RECORDS FOR THIS EXERCISE:
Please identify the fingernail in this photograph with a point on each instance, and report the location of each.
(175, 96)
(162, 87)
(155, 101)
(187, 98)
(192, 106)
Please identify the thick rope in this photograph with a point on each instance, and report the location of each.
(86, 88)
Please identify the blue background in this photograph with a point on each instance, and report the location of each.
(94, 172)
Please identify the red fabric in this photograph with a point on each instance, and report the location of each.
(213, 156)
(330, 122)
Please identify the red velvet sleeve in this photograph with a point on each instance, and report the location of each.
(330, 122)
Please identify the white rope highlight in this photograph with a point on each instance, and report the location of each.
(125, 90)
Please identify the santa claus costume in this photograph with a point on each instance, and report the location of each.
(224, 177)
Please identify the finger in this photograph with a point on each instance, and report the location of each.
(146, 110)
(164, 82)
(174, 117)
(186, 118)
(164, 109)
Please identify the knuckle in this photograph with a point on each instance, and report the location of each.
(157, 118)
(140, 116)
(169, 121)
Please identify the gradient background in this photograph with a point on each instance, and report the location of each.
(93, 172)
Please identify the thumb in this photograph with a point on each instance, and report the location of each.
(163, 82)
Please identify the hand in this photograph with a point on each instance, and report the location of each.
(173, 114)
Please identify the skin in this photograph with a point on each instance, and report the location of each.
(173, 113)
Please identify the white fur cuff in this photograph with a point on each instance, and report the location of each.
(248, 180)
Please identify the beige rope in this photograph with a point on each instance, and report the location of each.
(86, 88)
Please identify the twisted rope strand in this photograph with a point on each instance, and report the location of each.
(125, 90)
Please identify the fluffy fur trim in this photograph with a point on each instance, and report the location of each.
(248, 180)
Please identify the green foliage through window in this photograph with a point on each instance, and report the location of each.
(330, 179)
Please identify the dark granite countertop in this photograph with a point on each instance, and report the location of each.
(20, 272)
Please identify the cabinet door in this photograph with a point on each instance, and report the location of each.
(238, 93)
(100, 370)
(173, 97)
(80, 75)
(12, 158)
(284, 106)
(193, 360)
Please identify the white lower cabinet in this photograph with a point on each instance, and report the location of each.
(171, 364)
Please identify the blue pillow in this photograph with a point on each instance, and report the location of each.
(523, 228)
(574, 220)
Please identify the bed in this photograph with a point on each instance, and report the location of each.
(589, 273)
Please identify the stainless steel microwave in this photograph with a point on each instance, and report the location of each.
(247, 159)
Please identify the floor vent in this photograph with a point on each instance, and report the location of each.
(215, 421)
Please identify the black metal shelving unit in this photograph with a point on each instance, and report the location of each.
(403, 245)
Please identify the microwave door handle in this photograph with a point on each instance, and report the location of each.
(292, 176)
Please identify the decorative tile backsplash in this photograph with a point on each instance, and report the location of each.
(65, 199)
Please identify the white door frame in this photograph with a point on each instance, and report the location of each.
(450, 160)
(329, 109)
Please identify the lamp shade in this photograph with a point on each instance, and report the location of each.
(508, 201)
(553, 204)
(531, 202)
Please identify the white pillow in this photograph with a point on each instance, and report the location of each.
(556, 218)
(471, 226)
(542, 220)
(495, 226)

TASK DESCRIPTION:
Rewrite all of the entries above, putting "image" wherever "photograph" appears and changing nothing else.

THE RESULT:
Please identify the fingernail in this image with a point on each instance, and report the location of each.
(175, 96)
(162, 87)
(155, 101)
(187, 98)
(192, 106)
Please identify the thick rope in this image with a point on each instance, and report the location of each.
(86, 88)
Please identify the blue background in this image with a point on each instance, and report the location of each.
(94, 172)
Please identify the red fabric in this image with a point on each instance, and report the location of each.
(213, 156)
(330, 122)
Please identify the red velvet sleeve in this image with a point on each instance, and report the location of each.
(330, 122)
Please identify the white rope highlight in this image with a point on each instance, and report the location of each.
(125, 90)
Please identify the santa claus costume in this image with a point on each instance, and report the location of each.
(224, 177)
Please identify the finger in this image with a point on each instance, and report the location of each.
(146, 110)
(164, 82)
(174, 117)
(186, 118)
(164, 109)
Please identify the knuckle in this image with a point on each instance, and report the location of each.
(157, 118)
(140, 116)
(169, 121)
Please identify the gradient background in this image with a point on each instance, and report the location of each.
(93, 172)
Please identify the thumb in this image with a point on each instance, and report the location of each.
(163, 82)
Please identify the hand in this image with a point on each instance, and report the location of each.
(173, 114)
Please identify the skin in this image with a point on each instance, and report the location of each.
(173, 113)
Please identify the white fur cuff in this image with a point on each instance, and report the location of each.
(248, 180)
Please identify the beige rope in this image with a point on each instance, and report the location of each.
(86, 88)
Please identify the twisted rope strand in this image with a point on each instance, and report the location of each.
(125, 90)
Please identify the fluffy fur trim in this image with a point on each instance, and report the location of each.
(248, 180)
Please identify the green foliage through window in this image with a point on each instance, and report the location of each.
(330, 179)
Please identify the dark granite countertop in this image with a point on each instance, and report the location of each.
(20, 272)
Please identify the cabinet door in this image with a point on each instance, and report the location of each.
(238, 93)
(100, 370)
(173, 97)
(80, 75)
(12, 158)
(284, 106)
(193, 360)
Please identify the white lower cabinet in this image with a point on each instance, and report the location of each.
(171, 364)
Please identify the blue pillow in this image with a point on each instance, and report the location of each.
(523, 228)
(574, 220)
Please identify the bed in this image with a point on each instance, and report the location of each.
(589, 273)
Please identify the stainless steel microwave in this image with a point on each instance, and report the location of each.
(247, 159)
Please identify the floor vent in this image with a point on each instance, and report the location of each.
(215, 421)
Please identify the black metal shelving unit in this image with a point on each instance, and report the location of each.
(403, 245)
Please identify the microwave door handle in this image with a point on each instance, and report the location of each.
(292, 176)
Please identify the decorative tile backsplash in this image with a point on each instance, and report the location of each.
(65, 199)
Please identify the white door frame in this image with a point on each instance, and report the location of each.
(450, 160)
(329, 109)
Please identify the lamp shade in this image with a point on each instance, and report the location of each.
(508, 201)
(553, 204)
(531, 202)
Please identify the white pillow in this image with a point on each instance, and report the location of each.
(556, 218)
(471, 226)
(542, 220)
(495, 226)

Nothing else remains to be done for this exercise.